Task description
Find "Annotate the porch" in the material below, then copy that line and every subsequent line to the end, exactly.
── Data supplied
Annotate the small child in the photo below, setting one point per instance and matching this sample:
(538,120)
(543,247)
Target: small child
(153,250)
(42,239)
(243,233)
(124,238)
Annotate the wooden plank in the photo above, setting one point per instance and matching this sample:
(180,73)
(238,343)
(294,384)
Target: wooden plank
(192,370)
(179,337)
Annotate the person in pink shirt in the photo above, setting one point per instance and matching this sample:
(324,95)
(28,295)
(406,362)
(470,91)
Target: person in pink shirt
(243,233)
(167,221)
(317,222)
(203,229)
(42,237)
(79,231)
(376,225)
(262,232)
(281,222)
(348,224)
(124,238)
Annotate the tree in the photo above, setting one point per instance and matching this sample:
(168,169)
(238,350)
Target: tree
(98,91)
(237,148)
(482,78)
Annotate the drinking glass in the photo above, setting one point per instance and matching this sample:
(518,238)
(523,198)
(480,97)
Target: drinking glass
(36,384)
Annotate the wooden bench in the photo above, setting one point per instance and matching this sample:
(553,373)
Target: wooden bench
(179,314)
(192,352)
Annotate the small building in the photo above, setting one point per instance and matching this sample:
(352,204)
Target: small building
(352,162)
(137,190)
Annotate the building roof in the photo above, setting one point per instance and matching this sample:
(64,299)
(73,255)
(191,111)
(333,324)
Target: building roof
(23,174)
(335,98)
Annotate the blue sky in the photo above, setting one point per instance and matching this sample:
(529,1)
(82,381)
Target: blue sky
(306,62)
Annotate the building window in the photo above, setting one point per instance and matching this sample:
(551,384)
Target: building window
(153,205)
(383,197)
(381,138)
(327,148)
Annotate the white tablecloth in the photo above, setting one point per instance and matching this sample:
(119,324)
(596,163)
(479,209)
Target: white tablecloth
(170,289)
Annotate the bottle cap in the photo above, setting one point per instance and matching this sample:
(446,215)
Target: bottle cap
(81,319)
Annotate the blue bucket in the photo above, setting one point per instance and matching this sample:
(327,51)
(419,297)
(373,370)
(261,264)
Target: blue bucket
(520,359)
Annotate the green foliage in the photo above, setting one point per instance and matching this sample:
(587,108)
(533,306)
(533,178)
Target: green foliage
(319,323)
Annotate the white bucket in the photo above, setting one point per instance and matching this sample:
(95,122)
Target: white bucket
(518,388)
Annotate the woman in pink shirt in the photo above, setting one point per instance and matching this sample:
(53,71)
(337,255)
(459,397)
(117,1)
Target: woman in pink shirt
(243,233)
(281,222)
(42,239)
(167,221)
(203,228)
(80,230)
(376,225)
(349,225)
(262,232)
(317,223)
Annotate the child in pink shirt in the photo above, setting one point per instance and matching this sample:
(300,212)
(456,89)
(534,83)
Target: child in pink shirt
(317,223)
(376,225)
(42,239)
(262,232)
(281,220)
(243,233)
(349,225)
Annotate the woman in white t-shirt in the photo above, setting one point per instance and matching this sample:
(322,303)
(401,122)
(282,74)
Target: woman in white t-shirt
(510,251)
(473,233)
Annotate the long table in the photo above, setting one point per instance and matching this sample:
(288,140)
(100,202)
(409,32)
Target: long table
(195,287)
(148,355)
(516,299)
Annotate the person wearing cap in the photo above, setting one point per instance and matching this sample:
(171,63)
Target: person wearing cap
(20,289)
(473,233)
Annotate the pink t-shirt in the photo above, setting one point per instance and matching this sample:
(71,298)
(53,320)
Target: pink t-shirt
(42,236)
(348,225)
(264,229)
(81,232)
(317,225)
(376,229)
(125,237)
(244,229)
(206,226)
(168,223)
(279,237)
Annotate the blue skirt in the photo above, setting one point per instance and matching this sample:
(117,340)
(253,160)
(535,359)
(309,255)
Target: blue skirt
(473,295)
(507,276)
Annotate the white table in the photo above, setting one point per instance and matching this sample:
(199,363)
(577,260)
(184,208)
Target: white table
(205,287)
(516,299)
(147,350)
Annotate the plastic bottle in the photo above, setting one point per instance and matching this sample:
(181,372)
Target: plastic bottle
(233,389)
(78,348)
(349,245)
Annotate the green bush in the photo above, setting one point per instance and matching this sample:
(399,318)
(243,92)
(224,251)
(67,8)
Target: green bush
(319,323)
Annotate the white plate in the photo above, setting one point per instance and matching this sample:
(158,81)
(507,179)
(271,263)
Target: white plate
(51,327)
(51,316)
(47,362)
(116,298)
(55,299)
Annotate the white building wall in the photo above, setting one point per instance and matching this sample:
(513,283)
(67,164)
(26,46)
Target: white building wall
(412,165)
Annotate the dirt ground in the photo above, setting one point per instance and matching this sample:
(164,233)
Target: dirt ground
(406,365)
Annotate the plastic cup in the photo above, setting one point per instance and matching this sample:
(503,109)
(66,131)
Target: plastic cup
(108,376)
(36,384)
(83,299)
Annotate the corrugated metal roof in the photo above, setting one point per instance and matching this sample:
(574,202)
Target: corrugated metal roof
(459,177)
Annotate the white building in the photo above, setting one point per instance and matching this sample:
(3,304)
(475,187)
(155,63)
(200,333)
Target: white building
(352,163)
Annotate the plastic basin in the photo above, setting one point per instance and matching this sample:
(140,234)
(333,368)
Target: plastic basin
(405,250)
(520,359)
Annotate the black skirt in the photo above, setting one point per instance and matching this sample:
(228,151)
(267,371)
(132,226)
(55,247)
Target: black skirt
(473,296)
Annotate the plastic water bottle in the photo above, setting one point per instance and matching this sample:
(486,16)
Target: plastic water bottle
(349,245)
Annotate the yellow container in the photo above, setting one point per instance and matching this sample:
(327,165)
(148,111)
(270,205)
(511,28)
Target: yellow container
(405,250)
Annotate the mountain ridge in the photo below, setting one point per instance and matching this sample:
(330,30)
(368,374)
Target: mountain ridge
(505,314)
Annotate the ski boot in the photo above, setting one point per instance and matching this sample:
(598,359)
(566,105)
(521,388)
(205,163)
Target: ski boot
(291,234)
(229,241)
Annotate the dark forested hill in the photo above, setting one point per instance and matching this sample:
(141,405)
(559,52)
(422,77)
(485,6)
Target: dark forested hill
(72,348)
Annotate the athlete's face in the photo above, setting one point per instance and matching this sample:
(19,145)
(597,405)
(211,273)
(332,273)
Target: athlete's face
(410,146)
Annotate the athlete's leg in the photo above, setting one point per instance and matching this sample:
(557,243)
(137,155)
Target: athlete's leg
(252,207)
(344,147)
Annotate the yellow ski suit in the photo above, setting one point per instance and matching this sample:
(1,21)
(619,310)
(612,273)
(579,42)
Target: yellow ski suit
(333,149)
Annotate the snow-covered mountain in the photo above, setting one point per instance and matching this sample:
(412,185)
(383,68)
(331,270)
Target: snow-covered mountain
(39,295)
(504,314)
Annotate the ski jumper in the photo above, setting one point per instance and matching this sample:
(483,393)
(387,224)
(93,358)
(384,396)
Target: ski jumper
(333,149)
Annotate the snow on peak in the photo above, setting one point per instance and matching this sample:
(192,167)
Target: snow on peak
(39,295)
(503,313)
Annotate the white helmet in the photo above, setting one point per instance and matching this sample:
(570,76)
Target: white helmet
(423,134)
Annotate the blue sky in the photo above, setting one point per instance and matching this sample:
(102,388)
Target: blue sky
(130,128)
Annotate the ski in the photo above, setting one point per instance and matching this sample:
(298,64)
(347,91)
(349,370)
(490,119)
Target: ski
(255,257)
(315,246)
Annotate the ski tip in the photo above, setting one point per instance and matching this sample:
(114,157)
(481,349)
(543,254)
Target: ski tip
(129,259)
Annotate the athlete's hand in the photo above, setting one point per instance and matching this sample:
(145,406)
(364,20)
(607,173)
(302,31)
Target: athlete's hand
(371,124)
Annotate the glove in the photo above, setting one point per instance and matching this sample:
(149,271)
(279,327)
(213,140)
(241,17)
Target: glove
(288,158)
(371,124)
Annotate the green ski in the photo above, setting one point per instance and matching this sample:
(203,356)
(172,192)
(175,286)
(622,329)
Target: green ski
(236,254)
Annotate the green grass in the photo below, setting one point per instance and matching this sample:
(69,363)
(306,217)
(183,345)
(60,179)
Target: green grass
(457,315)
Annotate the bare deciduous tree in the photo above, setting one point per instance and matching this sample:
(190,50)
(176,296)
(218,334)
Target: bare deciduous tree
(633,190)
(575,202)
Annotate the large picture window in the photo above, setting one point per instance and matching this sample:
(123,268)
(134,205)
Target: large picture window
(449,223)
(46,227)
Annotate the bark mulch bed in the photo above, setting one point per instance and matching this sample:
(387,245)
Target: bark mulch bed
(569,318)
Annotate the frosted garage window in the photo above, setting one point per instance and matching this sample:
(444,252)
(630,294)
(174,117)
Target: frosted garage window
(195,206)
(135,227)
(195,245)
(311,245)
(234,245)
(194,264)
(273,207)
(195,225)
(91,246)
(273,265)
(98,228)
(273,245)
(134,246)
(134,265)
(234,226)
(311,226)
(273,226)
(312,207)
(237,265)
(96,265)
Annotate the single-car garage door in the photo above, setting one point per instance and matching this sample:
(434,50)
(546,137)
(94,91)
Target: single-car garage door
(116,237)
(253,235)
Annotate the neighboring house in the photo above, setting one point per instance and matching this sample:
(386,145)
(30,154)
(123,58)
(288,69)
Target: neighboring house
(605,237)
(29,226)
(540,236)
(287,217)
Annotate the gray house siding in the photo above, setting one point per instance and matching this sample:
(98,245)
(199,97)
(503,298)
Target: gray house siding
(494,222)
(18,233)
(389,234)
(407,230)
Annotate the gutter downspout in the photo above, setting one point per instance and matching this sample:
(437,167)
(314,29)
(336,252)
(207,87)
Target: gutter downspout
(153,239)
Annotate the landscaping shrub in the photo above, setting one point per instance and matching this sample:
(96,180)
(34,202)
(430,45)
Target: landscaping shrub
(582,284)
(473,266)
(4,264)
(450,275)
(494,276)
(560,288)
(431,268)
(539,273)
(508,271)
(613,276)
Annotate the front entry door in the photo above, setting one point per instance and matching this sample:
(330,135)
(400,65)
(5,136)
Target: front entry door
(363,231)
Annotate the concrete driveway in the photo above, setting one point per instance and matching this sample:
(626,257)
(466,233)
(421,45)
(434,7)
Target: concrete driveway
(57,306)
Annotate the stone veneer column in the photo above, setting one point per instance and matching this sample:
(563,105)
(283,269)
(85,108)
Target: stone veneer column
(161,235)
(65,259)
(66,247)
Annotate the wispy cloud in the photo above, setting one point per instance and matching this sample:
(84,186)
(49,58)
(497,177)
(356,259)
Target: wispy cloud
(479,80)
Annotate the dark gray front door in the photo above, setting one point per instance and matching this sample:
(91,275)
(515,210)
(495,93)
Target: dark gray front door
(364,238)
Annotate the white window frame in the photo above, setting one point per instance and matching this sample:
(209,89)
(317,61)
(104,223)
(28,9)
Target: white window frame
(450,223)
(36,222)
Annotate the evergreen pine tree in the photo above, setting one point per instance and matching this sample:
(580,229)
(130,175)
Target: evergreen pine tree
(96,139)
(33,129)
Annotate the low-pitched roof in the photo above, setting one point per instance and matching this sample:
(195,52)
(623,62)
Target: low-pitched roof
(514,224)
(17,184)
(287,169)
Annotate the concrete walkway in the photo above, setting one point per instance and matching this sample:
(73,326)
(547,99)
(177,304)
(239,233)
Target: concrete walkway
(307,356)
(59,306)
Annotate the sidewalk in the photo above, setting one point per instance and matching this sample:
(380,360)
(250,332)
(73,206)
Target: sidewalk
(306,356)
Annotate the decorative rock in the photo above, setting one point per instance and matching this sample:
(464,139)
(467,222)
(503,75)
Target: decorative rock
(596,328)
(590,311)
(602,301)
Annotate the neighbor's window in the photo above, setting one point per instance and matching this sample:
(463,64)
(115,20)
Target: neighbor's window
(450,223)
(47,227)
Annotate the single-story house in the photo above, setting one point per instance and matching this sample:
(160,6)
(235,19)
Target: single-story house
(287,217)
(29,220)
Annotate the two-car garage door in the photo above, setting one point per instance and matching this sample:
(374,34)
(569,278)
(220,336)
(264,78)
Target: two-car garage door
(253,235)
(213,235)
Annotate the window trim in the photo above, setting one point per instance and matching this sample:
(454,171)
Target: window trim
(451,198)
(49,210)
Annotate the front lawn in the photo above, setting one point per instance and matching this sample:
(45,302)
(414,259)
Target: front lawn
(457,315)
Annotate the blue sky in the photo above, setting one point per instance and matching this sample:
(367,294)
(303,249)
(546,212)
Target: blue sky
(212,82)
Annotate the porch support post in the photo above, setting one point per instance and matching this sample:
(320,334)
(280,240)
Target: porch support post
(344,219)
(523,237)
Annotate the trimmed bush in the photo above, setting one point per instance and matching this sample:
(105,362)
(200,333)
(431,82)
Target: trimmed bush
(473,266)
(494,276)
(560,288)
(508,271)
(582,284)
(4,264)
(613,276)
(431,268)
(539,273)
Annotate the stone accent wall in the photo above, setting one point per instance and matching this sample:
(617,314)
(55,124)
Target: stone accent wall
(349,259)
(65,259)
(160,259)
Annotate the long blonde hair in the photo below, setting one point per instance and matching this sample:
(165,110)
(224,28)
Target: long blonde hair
────
Solution to the problem
Annotate the porch support post in the photo above, setting one point per instance and matching this sample:
(320,334)
(280,240)
Target: porch support post
(344,219)
(523,237)
Annotate the trimmed bush in the photo above, setting one point per instance and matching this sample:
(105,362)
(200,333)
(431,82)
Target: trimmed bush
(473,266)
(494,276)
(560,288)
(508,271)
(582,284)
(4,264)
(613,276)
(431,268)
(539,273)
Annotate the stone accent wall in the photo above, setting one point per instance and matching this sample:
(617,314)
(55,124)
Target: stone accent wall
(349,259)
(65,259)
(160,259)
Annotate the long blonde hair in the photo below, setting one point per instance and matching this sample:
(165,110)
(224,28)
Target: long blonde hair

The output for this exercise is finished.